# Start of Source
The call came after another bloody day. The British-based Syrian Observatory for Human Rights, which has a network of activists on the ground, said 40 civilians and 70 fighters - regime troops and rebels - were killed in clashes nationwide on Tuesday.

One of the leaflets, aimed at foreign fighters, read: "Abandon your weapons and return to your family. You have been tricked."

Another leaflet gave instructions to rebels - foreign and local - to approach Syrian government checkpoints slowly and wave the paper in the air as a sign of surrender.

Syria's conflict began in March 2011 with peaceful protests against Mr Assad's rule but escalated into a civil war in response to a brutal government crackdown. Foreign fighters, many of them hardline Islamists seeking to impose their deeply conservative version of Islam, have also swelled the ranks of rebels.

The battle for the Idlib province is just one of a series of clashes that have been flaring lately as a concerted push by government forces seeks to dislodge rebels who had seized control of large swathes of the country.

The Observatory also reported clashes yesterday in the northern province of Aleppo, which is next to the border with Turkey and serves as a rebel gateway for weapons and supplies.

There was also fighting in towns on the outskirts of the capital, Damascus, and the southern province of Daraa.

Syrian troops, alongside fighters from the Lebanese Shiite Hizbollah group, were encircling the neighbourhoods of Khaldiyeh and Bab Houd in the central city of Homs, which rebels have held for a year.

"The war here is now from building to building," said Tariq Badrakhan, an activist speaking via Skype from the city. "They are trying to take the area a block at a time."

He said Syrian forces were "cleaning" the area of rebels by firing mortar shells at buildings, with the heaviest shelling occurring at dawn.

In Idlib province, rebels had besieged the provincial capital, also called Idlib, over the past two weeks, causing food shortages and price hikes, said Mohammad Kanaan, an activist in the city.

He said rebels had set up checkpoints - blocking some roads with large rocks and destroying others, and preventing food and other basic supplies from entering - in an effort to force the civilians to leave so they could storm the city.

"Residents are pleading with the Free Syria Army to loosen their grip, but they are trying to pressure people to leave Idlib," Mr Kanaan said.

He said there were few places the civilians could go as the city was already swelled with people who had fled from violence elsewhere, and that government troops often shelled nearby rebel-held areas.

Hundreds of thousands of Syrian civilians have been internally displaced because of the fighting, and the UN estimates that another 1.7 million Syrian refugees have fled to neighbouring Jordan, Turkey and Lebanon, many of them children.

On Tuesday, Valerie Amos, the UN humanitarian chief, warned during a visit to Lebanon that Syrian refugees there could double in number by the year's end if the uprising does not abate.
# End of Source
# Start of Recorded information
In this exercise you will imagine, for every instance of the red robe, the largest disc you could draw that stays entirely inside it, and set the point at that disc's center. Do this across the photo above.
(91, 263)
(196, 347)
# End of Recorded information
**Written problem A**: Please repeat the stretch of the Syria article from "Another leaflet gave" through "of the country.".
**Written problem B**:
Answer these from the Syria article above the listing:
(i) In what month and year did the conflict begin?
(ii) How many civilians did the Syrian Observatory for Human Rights say were killed on Tuesday?
(iii) Which two neighborhoods of Homs were troops encircling?

**Written solution A**:
Another leaflet gave instructions to rebels - foreign and local - to approach Syrian government checkpoints slowly and wave the paper in the air as a sign of surrender.

Syria's conflict began in March 2011 with peaceful protests against Mr Assad's rule but escalated into a civil war in response to a brutal government crackdown. Foreign fighters, many of them hardline Islamists seeking to impose their deeply conservative version of Islam, have also swelled the ranks of rebels.

The battle for the Idlib province is just one of a series of clashes that have been flaring lately as a concerted push by government forces seeks to dislodge rebels who had seized control of large swathes of the country.

**Written solution B**:
(i) March 2011
(ii) 40
(iii) Khaldiyeh and Bab Houd